## Prompt:
The goal here is an exact copy of the entries below, without their pictures.

(Stored dataset items)
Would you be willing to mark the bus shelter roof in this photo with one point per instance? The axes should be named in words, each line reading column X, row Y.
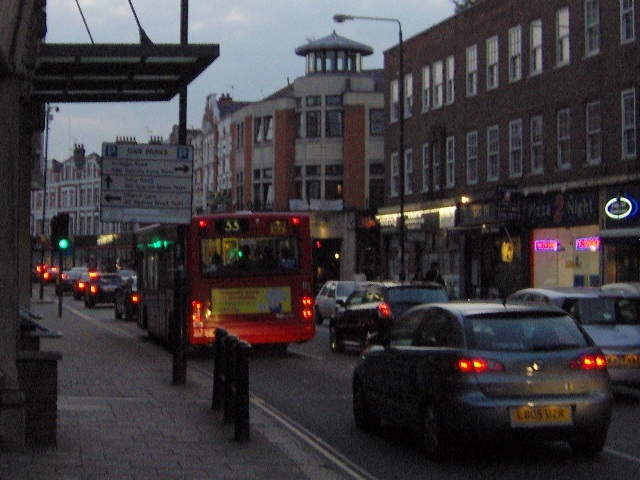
column 67, row 73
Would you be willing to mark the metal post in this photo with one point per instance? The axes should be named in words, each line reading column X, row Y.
column 179, row 376
column 59, row 284
column 242, row 392
column 230, row 344
column 217, row 397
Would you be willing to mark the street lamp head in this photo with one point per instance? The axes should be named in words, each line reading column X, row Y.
column 340, row 18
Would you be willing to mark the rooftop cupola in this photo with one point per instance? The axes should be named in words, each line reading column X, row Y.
column 334, row 54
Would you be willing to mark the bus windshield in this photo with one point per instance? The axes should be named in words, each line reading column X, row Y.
column 233, row 256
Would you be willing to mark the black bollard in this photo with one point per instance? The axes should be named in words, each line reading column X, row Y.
column 230, row 345
column 242, row 392
column 217, row 396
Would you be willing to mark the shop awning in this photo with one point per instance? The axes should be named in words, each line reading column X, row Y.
column 116, row 72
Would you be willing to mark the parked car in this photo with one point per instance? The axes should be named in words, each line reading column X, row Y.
column 607, row 315
column 45, row 273
column 127, row 299
column 68, row 277
column 332, row 291
column 80, row 285
column 373, row 305
column 102, row 289
column 466, row 371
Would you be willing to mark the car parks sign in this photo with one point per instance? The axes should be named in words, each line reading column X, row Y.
column 144, row 183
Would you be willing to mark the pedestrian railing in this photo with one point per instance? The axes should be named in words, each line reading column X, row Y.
column 231, row 382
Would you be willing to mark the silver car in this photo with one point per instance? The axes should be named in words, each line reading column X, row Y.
column 610, row 317
column 464, row 371
column 329, row 294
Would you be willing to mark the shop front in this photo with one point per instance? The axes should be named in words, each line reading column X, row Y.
column 494, row 261
column 620, row 234
column 565, row 245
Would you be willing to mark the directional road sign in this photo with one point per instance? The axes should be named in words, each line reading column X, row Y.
column 146, row 183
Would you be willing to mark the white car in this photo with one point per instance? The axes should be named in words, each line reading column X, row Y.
column 332, row 291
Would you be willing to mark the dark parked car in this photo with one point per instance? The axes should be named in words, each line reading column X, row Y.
column 609, row 316
column 102, row 289
column 127, row 299
column 80, row 285
column 372, row 306
column 68, row 278
column 460, row 372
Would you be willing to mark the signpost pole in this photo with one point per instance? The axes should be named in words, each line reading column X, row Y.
column 179, row 376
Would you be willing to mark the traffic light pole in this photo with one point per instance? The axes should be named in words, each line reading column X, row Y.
column 58, row 283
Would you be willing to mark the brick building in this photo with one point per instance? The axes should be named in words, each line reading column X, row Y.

## Written answer:
Would you be willing to mark the bus shelter roof in this photo with one point per instance? The axes should be named in words, each line reading column X, row Y.
column 67, row 73
Would you be willing to mark the metal post in this photo with one point per instance? The axes should be named in words, each line reading column X, row Y.
column 179, row 376
column 59, row 284
column 242, row 392
column 230, row 344
column 217, row 397
Would you be willing to mark the street lamp head in this photo with one point per instance? The axes should be named in words, each line reading column X, row Y.
column 340, row 18
Would you be willing to mark the rooftop cupola in this photo with one point per instance? The axes should be named in words, each line reading column X, row Y.
column 334, row 54
Would you be willing to mark the bus windshield in this photo with one point per instance? The axes should be named in words, each line reading column X, row Y.
column 233, row 256
Would you be willing to mark the black bollard in this photo with one point per instance? The axes should be named in words, each line reading column X, row Y.
column 230, row 345
column 242, row 392
column 217, row 396
Would you be willing to mark the shop awning in this photo with one point per instance? The axes should be named in words, each line reading column X, row Y.
column 116, row 72
Would you be willing to mark the parked car in this photo with one point per instance? The axes should be named in words, each line reading column X, row Y.
column 607, row 315
column 45, row 273
column 127, row 299
column 68, row 277
column 332, row 291
column 80, row 285
column 373, row 305
column 102, row 289
column 466, row 371
Would you be willing to mark the car parks sign in this photo with one point per instance? The axes should be named in words, each line reading column X, row Y.
column 144, row 183
Would you be willing to mark the pedestrian railing in this photo with one point per instance? The axes should be named in words, each line reading column X, row Y.
column 231, row 382
Would you be willing to mark the silver car in this photo with one point per instance? The axes should be named in words, each line reading column X, row Y.
column 610, row 317
column 464, row 371
column 329, row 294
Would you be willing to mark the shop front in this photo with one point per instance? The axes should be named in words, each line reading column X, row Y.
column 494, row 261
column 620, row 234
column 565, row 245
Would you be willing to mark the directional road sign in this photo with one point per instance? The axes should be named in words, each line reading column X, row Y.
column 146, row 183
Would you be willing to mark the white car in this photo with one point per instance? The axes should be named in words, each line reading column X, row Y.
column 332, row 291
Would you be willing to mark the dark parked car in this photo with one point per instance? The axes should be named in words, each line reading column X, row Y.
column 609, row 316
column 102, row 289
column 127, row 299
column 80, row 285
column 372, row 306
column 68, row 278
column 460, row 372
Would you be willing to mark the signpost pole in this photo with one point per instance? The axes should be named in words, each line reading column X, row Y.
column 179, row 376
Would you be willing to mark the traffic light pole in this photo with one point per instance? The axes should be named in words, each line reading column X, row Y.
column 58, row 283
Would you be willing to mark the brick building in this photo with one point per instance? The axes should be named in words, each line reading column X, row Y.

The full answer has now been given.